* WHAT YOU WILL DO: Set down the lines below verbatim, starting with the line that contains "Please place a point on the man in" and going on through the line that contains "column 775, row 185", with both of those lines included.

[Dataset entries]
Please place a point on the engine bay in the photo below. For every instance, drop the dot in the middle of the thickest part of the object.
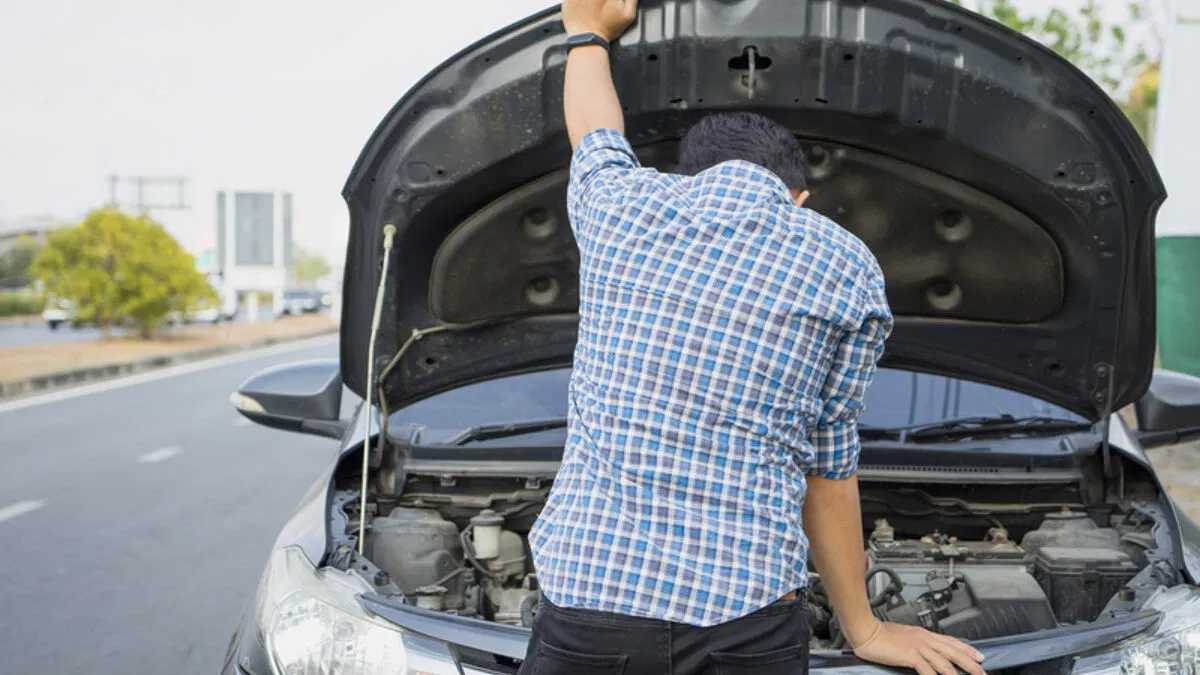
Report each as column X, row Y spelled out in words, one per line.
column 965, row 563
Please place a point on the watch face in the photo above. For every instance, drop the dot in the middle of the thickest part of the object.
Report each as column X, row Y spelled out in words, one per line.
column 586, row 39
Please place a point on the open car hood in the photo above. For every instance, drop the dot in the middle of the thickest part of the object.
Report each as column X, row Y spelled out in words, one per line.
column 1009, row 202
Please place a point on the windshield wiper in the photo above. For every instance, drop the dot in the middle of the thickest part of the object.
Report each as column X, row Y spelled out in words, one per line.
column 1000, row 425
column 505, row 430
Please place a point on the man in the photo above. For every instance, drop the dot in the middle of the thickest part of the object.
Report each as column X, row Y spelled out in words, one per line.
column 726, row 339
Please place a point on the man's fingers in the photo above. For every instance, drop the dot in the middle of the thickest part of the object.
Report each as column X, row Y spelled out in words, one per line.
column 923, row 668
column 937, row 661
column 959, row 645
column 960, row 655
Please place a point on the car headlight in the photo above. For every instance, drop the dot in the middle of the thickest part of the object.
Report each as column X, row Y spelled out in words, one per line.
column 1173, row 649
column 310, row 622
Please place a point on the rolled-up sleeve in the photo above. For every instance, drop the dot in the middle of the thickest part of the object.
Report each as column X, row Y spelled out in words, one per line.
column 603, row 172
column 834, row 437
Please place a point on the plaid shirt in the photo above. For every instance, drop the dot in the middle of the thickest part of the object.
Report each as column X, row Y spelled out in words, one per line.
column 726, row 338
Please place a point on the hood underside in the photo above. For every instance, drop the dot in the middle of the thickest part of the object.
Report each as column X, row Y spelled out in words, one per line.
column 1009, row 202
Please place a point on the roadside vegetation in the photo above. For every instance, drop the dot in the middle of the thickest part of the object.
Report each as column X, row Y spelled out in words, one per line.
column 1119, row 49
column 115, row 269
column 19, row 303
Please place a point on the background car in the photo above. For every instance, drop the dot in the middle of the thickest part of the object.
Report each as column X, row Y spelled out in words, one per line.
column 57, row 312
column 300, row 300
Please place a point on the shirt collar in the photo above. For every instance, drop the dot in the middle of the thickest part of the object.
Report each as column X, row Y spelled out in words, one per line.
column 775, row 185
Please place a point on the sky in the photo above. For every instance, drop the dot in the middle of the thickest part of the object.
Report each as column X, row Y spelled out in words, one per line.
column 233, row 94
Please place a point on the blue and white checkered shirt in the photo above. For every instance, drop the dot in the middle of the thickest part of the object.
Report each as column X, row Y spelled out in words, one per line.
column 726, row 338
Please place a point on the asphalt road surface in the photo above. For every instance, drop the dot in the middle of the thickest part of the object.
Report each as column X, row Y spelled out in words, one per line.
column 15, row 335
column 136, row 518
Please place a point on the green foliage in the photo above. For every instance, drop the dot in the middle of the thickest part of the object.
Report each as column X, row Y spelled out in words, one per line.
column 1104, row 52
column 121, row 270
column 309, row 267
column 21, row 304
column 15, row 263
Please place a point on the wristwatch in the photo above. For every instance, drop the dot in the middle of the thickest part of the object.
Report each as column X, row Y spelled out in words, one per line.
column 585, row 39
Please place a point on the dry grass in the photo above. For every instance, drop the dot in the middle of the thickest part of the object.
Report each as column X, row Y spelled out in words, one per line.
column 23, row 362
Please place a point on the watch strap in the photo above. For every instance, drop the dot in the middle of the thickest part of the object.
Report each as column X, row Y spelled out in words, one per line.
column 586, row 39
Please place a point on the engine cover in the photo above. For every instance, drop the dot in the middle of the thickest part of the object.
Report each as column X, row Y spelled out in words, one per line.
column 969, row 590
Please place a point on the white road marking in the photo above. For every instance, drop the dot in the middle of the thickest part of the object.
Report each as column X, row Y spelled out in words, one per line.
column 163, row 374
column 161, row 454
column 21, row 508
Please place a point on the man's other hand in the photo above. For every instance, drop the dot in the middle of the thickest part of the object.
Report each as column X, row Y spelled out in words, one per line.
column 928, row 653
column 606, row 18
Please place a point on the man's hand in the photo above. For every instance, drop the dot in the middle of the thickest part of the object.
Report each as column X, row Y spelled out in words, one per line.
column 589, row 99
column 606, row 18
column 910, row 646
column 833, row 520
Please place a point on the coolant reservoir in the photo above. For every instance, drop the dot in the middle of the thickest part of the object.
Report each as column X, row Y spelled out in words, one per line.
column 486, row 530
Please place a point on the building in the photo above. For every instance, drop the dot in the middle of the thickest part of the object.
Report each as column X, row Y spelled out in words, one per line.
column 253, row 244
column 1176, row 148
column 34, row 227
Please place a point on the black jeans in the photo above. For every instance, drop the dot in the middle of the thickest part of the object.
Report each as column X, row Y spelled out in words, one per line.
column 773, row 640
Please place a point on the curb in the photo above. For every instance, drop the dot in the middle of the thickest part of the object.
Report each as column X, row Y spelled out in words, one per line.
column 73, row 377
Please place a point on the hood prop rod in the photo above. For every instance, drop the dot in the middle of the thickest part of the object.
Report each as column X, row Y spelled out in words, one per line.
column 751, row 60
column 1104, row 371
column 389, row 237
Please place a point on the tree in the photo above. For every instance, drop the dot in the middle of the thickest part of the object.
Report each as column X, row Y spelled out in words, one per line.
column 309, row 267
column 118, row 269
column 16, row 262
column 1119, row 57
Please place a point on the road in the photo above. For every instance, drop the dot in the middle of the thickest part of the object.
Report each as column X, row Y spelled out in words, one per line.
column 17, row 334
column 135, row 520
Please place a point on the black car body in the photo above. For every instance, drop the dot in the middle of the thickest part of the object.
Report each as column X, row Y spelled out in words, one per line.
column 1012, row 208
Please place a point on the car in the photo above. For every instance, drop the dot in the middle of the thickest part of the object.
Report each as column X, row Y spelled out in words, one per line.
column 1007, row 499
column 300, row 300
column 57, row 312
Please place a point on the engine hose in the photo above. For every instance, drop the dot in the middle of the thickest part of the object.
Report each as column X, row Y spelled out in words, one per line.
column 893, row 589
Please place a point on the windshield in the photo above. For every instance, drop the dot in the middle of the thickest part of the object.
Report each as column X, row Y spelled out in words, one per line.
column 895, row 399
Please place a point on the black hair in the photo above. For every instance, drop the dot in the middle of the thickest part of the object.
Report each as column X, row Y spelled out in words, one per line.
column 744, row 136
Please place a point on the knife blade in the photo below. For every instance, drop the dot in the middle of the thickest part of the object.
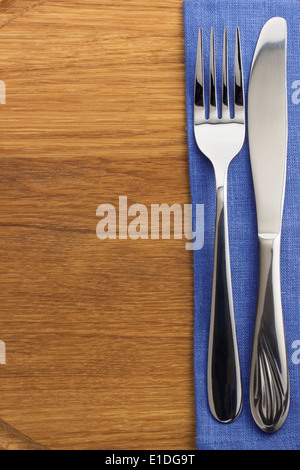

* SOLVED EXERCISE:
Please place a point on the man in the photo above. For every instance, drop the dot in the middle of the thickest part of the object.
Report each as column X, row Y spelled out in words, one per line.
column 726, row 339
Please place a point on the man's fingers in the photo above. For every instance, drop the dot in the middle of the thickest part of the object.
Report each as column X, row Y spelled out in words, one per line.
column 923, row 668
column 937, row 661
column 959, row 645
column 960, row 655
Please place a point on the car headlight in the photo above. For every instance, drop the dot in the middle of the thickest part of the object.
Report each as column X, row Y spelled out in words, one per line.
column 1173, row 649
column 310, row 622
Please place a point on the rolled-up sleeve in the photo above. For every instance, drop the dot in the middle of the thickest part of the object.
Report each as column X, row Y spelled out in words, one per line.
column 603, row 172
column 834, row 437
Please place a point on the plaid shirt in the photo above. For every instance, drop the dot in the middle of the thickest part of the object.
Report each as column X, row Y spelled out in words, one per line.
column 726, row 338
Please place a point on the hood underside in the photo above. For every instance, drop the dot in the middle of the thickest part of the object.
Report each as column X, row Y spelled out in words, one per line.
column 1009, row 202
Please place a point on the roadside vegetation in the photo above. For every instance, drop the dot in the middle of the thickest part of the object.
Report each as column X, row Y spelled out in words, one per line.
column 1119, row 49
column 115, row 269
column 19, row 303
Please place a point on the background car in the photo above. For every instance, drop the dot in the middle of the thickest part of the object.
Report each as column X, row Y spelled out in words, one per line.
column 57, row 312
column 300, row 300
Please place a point on the shirt collar in the photo above. For every instance, drop the dot in the middle of the thickest part of the object.
Report each as column X, row Y spelled out in words, one per line.
column 775, row 185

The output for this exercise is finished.